- **Untersuchter Text**

-------------------------

Wie zu erwarten, kommt aus Foxʼ experimenteller Sound-Installation kein Popsong heraus. Aber die klassische, d.h. mehr oder weniger melodische Popmusik lässt sich ihrerseits vom Ferment inspirieren, und zwar quer durch alle Genres: von der japanischen Shoegaze-Band Mass of the fermenting dregs – ›dregs‹ steht für Bodensatz oder Abschaum – über die Hip-Hop-Band Fermented Reptile bis zur Folklore-Gruppe Zoyres Eastern European Wild Ferment. Das Genre aber, das sich am stärksten vom Fermentationsprozess angezogen fühlt, ist der Death Metal Underground. Bei der Gaggenauer Band Necrophagist – übersetzt ›Esser der Toten‹ – ziehen sich die Fermentierungsbezüge durch Albentitel wie »Onset of Putrefaction« (darauf zu finden: der Song »fermented offal discharge«). Kollegen aus dem Death-Metal-Spektrum heißen Fermenting Innards, Fermented Plague, Fermented Masturbation oder schlicht Fermentor bzw. Ferment.

Diese Nähe zwischen Death Metal und Fermentation ist kein Zufall. Denn Fermentation bedeutet nicht nur fröhliche, kreative und lebendige Transformation – wie viele Positionen der Fermentierungskunst und -subkultur suggerieren –, sondern auch Verfall, Zersetzung und Tod.  Im Prozess der Fermentierung schalten Mikroben mit ihrem Zellmetabolismus andere, ›böse‹ Mikroben in einer nekrologischen, zombieartigen Bewegung zwischen Selbsterhaltung und Selbsteliminierung aus. Die Mikroben sind indifferent und erbarmungslos. Ihr einziges Ziel ist es, sich zu vermehren. Würde die dünne Membran unseres Magen-Darm-Trakts den restlichen Körper nicht vom Fermentierungsprozess in unserem Magen trennen, würden die Bakterien uns ohne zu zögern fermentieren. Nichts anderes geschieht nach dem Tod. Sandor Katz öffnet sich dieser dunklen Seite der Fermentation, wenn er am Ende von »Wild Fermentation« den Wunsch äußert, nach seinem Tod nicht kommerziell bestattet, sondern möglichst schnell von der Erde fermentiert zu werden, um so das Futter für neues Leben in der zyklischen Kompostbewegung des Humus bilden zu können. Der Death Metal reagiert auf diese dunkle Dimension der Fermentation, indem er die Grenze des Hörbaren ausreizt. Was man im Song »Fermentative« von den Putrescent Remains hört, ist jenseits von Gut und Böse, Leben und Tod. Es kommt von unten, aus dem Inneren, Dunklen, nicht Sichtbaren und zieht die Hörerin in einen beunruhigenden, dumpf schmatzenden Geräuschstrudel hinein.

-------------------------

- **Zu prüfende Daten**
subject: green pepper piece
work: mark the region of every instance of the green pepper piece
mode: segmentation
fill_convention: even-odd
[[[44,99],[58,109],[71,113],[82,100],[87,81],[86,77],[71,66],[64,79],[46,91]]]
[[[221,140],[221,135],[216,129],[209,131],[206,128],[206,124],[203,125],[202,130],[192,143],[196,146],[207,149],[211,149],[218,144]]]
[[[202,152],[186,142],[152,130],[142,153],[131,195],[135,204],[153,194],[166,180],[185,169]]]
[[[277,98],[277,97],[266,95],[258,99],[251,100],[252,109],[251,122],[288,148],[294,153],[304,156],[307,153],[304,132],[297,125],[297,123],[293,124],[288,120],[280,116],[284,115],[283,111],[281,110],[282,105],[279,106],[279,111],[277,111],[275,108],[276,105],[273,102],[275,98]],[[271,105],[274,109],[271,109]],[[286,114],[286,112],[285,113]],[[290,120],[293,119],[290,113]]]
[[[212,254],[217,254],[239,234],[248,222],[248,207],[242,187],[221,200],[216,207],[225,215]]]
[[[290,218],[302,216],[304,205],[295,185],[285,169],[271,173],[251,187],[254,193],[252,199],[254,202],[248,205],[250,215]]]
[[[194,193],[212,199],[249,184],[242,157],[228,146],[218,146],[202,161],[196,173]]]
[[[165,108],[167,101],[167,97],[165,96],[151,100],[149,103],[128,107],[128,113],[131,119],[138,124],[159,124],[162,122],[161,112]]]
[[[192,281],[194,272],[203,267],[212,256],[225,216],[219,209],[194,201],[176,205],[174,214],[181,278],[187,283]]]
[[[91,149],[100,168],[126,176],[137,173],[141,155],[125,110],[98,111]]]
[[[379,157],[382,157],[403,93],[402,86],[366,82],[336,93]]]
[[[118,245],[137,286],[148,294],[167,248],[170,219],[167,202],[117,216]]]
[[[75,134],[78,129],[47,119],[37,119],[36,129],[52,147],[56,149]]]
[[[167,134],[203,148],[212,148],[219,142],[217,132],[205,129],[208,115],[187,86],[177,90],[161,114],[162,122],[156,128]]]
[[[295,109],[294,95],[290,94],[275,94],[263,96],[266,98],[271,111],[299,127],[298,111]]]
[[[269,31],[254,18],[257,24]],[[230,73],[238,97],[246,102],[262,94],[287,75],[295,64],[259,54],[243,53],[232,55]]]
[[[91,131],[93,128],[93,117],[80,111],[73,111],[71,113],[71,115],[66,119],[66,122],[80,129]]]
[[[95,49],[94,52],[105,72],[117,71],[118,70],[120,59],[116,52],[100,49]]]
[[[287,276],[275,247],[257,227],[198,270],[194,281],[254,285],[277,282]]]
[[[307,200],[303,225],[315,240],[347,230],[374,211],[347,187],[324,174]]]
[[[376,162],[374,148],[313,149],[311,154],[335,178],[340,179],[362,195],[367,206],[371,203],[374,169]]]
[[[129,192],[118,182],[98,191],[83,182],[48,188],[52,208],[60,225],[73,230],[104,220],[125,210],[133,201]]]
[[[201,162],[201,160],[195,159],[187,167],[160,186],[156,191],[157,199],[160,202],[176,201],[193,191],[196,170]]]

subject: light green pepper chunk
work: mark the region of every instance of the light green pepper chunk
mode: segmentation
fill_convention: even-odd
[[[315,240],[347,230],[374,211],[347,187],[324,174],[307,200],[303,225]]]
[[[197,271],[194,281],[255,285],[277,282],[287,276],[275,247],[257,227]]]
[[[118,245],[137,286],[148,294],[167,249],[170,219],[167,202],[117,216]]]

-------------------------

- **Zu erledigen**
a. Nenne den Ort, aus dem laut dem Text über Fermentation und Musik die Band Necrophagist stammt.
b. Erkläre anhand des Textes über Fermentation und Musik, warum die Nähe zwischen Death Metal und Fermentation kein Zufall ist.
c. Führe den Text über Fermentation und Musik nach seinem letzten Satz weiter.

- **Lösungen**
a. Die Band Necrophagist stammt aus Gaggenau.

b. Fermentation bedeutet nicht nur fröhliche, kreative und lebendige Transformation, sondern auch Verfall, Zersetzung und Tod. Auf diese dunkle Dimension reagiert der Death Metal, indem er die Grenze des Hörbaren ausreizt.

c.
Die Unhörbarkeit dieser Musik führt vor, dass Fermentierung als Pop letztlich weder visuell – wie in der Fermentierungskunst – noch akustisch als Fermentierungsmusik darstellbar ist. Die kreativen Transformationen des Fermentierungsvorgangs sind nicht das Werk einer menschlichen (Pop-)Künstler*in, sondern das Abfallprodukt der unendlich kleinen, unendlich vielen Akteure der Fermentation, der Mikroben. Am besten kann man sich ihrem Schaffen durch Riechen oder Schmecken nähern, das heißt mittels der »niederen Sinne« (Georg Simmel), die die Distanz des Sehens und Hörens zu ihrem Objekt überwunden haben. Fermentierung als Pop ist ein unheimlicher Prozess, der buchstäblich durch uns hindurchgeht.